Aim: Show each row below that has the word "rice" in it, copying the whole row unchanged. Upper and lower case count.

Task data:
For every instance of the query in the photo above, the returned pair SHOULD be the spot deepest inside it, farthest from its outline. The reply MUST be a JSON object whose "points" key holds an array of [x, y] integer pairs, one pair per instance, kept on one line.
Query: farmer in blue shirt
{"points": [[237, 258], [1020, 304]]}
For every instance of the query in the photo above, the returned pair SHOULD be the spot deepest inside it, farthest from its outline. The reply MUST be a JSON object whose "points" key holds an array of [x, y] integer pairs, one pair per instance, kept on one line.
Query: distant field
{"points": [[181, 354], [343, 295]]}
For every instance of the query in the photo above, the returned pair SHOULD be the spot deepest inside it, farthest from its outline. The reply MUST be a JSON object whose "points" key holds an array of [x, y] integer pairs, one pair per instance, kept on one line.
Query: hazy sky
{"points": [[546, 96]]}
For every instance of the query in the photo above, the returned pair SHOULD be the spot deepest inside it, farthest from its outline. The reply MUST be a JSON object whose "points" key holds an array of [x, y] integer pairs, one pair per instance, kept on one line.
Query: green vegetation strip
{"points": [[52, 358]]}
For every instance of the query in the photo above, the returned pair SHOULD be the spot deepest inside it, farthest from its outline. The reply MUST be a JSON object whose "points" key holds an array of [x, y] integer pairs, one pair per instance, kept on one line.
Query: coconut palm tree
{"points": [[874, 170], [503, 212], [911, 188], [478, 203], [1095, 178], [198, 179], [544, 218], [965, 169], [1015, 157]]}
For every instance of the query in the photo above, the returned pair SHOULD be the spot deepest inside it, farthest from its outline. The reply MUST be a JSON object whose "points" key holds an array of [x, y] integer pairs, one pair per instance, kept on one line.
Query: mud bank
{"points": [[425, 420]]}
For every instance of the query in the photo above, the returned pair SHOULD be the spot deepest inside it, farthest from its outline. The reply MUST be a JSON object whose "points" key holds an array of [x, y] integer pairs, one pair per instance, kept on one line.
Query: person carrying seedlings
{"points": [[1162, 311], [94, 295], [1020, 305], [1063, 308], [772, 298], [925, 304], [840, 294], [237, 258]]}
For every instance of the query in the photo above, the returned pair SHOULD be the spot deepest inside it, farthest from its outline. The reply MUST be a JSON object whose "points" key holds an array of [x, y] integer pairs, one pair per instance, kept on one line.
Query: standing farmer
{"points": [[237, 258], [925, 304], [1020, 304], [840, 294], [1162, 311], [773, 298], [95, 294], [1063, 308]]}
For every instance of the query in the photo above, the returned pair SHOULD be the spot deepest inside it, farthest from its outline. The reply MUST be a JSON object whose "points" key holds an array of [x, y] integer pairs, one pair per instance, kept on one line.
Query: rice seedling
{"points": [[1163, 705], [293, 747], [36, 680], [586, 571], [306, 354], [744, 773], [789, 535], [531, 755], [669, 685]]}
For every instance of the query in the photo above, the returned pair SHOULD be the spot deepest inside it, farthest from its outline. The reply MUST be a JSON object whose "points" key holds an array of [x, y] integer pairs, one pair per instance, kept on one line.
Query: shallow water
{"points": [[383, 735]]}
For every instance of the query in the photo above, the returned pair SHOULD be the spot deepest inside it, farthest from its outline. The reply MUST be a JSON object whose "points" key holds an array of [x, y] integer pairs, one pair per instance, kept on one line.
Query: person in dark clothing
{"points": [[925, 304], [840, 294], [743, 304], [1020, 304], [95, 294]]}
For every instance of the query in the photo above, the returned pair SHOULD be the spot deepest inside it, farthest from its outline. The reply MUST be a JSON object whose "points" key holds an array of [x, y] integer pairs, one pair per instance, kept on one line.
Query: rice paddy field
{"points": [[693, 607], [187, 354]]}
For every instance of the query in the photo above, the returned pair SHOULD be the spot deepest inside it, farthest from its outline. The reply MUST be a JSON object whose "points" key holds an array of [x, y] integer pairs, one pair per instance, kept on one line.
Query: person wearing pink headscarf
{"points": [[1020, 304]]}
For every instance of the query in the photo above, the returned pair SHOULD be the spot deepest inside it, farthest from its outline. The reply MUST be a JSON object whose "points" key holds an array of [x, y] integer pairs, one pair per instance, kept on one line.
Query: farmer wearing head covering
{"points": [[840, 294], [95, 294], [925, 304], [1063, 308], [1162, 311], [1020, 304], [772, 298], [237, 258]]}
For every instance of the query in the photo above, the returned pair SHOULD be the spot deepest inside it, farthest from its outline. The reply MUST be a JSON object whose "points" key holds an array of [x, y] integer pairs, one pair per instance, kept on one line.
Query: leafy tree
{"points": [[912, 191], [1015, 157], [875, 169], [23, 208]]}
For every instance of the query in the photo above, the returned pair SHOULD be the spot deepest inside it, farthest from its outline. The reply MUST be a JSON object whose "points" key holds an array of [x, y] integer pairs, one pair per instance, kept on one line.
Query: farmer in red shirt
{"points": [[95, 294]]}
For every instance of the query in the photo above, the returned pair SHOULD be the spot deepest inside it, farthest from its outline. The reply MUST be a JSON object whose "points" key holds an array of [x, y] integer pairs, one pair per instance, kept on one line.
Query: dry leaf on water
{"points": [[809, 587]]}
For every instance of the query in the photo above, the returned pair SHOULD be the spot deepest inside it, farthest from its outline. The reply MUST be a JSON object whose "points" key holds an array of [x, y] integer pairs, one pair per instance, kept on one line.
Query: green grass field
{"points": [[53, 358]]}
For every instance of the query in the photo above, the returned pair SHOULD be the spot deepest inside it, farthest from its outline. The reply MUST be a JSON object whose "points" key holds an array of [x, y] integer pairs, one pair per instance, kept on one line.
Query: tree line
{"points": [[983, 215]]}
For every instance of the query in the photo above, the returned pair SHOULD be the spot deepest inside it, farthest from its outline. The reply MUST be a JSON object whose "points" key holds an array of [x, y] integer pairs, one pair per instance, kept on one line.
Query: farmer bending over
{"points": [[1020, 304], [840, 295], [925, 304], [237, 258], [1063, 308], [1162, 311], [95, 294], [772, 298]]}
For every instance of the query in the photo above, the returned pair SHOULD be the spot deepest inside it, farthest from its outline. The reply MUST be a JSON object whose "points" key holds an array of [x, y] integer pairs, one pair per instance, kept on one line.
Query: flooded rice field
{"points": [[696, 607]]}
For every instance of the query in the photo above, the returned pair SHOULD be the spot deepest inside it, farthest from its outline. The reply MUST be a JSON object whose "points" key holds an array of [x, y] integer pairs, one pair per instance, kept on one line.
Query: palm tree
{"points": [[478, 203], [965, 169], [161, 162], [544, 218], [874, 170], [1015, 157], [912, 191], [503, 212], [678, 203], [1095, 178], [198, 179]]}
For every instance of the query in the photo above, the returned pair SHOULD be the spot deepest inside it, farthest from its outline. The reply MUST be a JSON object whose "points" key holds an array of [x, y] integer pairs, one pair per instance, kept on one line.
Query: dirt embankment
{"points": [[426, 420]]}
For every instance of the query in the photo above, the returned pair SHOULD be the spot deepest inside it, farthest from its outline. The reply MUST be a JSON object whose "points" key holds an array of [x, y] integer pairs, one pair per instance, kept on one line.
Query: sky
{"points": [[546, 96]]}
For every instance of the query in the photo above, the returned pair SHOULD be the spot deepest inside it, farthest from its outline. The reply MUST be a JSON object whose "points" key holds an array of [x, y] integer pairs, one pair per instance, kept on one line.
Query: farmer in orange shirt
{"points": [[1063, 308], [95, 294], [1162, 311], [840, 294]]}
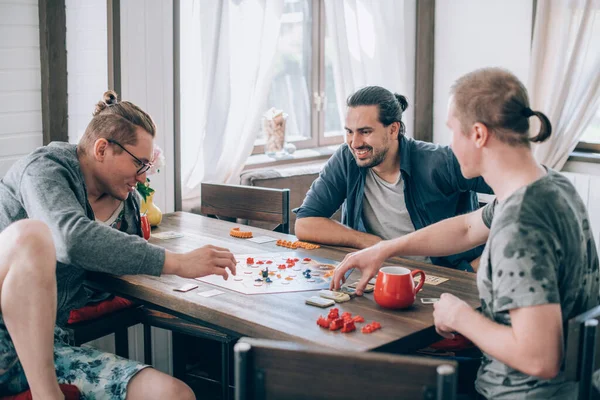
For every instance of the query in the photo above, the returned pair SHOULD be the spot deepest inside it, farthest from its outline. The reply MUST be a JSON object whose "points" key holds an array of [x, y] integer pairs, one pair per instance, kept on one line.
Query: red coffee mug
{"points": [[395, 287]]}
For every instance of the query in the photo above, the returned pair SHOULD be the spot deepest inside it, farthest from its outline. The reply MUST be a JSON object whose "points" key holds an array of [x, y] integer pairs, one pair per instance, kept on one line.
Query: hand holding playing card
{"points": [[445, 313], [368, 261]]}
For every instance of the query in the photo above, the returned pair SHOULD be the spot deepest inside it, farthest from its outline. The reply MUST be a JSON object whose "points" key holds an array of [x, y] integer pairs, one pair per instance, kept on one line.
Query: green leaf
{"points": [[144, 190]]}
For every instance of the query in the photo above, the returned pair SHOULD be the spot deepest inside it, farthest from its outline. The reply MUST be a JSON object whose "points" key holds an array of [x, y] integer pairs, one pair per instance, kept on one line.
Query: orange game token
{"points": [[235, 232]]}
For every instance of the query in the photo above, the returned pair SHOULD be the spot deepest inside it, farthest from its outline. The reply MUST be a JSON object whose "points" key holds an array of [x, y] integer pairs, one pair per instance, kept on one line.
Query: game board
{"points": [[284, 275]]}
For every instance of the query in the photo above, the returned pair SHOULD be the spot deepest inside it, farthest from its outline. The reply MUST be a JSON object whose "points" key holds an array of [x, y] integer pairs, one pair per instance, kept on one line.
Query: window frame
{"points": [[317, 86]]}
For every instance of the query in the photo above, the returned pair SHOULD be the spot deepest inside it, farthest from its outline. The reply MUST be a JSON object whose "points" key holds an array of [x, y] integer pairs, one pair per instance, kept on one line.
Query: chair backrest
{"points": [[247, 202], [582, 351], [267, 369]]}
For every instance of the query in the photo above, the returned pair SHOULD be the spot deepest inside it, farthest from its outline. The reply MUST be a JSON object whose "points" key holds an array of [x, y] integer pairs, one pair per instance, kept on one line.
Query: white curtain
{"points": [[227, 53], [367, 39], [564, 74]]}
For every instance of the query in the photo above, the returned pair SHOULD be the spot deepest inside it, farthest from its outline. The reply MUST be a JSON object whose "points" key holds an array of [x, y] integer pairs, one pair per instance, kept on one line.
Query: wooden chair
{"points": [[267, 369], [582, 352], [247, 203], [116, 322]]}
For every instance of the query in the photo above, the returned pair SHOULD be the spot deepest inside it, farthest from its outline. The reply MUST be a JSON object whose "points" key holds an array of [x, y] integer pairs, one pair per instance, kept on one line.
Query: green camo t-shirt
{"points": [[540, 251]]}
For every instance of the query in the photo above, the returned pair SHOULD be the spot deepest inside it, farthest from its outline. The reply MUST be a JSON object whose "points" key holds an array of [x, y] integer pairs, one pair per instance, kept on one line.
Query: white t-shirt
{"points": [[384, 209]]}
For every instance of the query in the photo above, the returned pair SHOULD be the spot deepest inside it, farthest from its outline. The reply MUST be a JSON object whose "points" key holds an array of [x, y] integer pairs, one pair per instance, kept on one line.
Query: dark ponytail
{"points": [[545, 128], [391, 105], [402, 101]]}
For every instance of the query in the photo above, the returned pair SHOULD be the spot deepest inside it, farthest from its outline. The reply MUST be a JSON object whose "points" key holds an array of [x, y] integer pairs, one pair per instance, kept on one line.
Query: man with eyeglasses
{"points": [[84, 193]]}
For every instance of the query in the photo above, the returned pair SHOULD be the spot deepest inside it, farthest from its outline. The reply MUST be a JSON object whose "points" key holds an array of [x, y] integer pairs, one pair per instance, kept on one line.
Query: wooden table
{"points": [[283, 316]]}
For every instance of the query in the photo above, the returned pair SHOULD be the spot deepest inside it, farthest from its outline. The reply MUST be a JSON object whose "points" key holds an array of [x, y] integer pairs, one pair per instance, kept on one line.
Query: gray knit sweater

Solved problem:
Query: rice seedling
Query: rice paddy field
Query: flooded rice field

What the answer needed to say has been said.